— Consignes de l'exercice —
Dans le texte sur la condition noire en France, en combien de grands chapitres l'essai de Pap Ndiaye est-il subdivisé ? Répondez en une phrase, s'il vous plaît.

— Extrait à lire —
....
Par la double influence de l’idéal républicain qui, comme l’adjudant d’autrefois, ne voulait voir qu’une tête, et de la diffusion du marxisme qui ne veut voir que des classes, les Noirs en tant que groupe ont trop longtemps été "invisibles" pour l’État comme pour l’Université. Contrairement aux États-Unis, on ne les a pas comptés depuis 1807 et l’imprécision quant à leur nombre laisse la porte ouverte à d’inutiles polémiques et à l’impossibilité d’évaluer pleinement les mesures anti-discriminatoires enfin engagées. Jusqu’ici spécialiste des États-Unis (Du nylon et des bombes : DuPont de Nemours, le marché et l'État américain, Belin, 2001) l’historien français nous donne un essai pionnier et vigoureux sur la condition noire en France, qu’il éclaire de riches comparaisons avec les États-Unis, en pointant des zones d’ombre résultant de l’oubli du sujet par les chercheurs français, alors que les cultures africaine et créole alimentent aujourd’hui notre horizon culturel de plus en plus métissé. Subdivisé en six grands chapitres, l’essai de Pap Ndiaye est passionnant.
Le fait d’être noir
L’essai met d’emblée l’accent sur l’intérêt présenté par la notion de minorité (qui n’est pas qu’une question de nombre…) pour parler de ces Noirs, français et étrangers, que l’histoire ancienne ou récente ont amené dans l’Hexagone. Même si les Noirs de France sont massivement des ouvriers et des employés modestes, des locataires à 85 % (65 % pour les métis) et contribuant à l’économie nationale surtout depuis 1960-70, l’approche par la « classe sociale » ne sert qu’à noyer le sujet dans des généralités et masquer l’essentiel : la société française n’a pas évité le racisme. L’universalité des droits de l’homme reste un beau discours pour les manuels scolaires et les diplomates. Dans le cadre d’une enquête menée par la Sofres pour le CRAN, l’auteur exploite les réponses de 581 personnes se déclarant « noires » et constate l’augmentation du ressenti des discriminations, particulier dans l’espace public. Certes le racisme est ouvertement condamné depuis 1945, et la notion de « race » a quitté le champ des sciences du vivant, mais la racialisation guette toujours au tournant de l’actualité et de ses faits divers, on l’a vu lors des émeutes de 2005.
....
— Extrait des données —
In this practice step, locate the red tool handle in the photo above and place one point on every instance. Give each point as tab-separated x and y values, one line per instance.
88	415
....
— Résultat —
L'essai de Pap Ndiaye est subdivisé en six grands chapitres.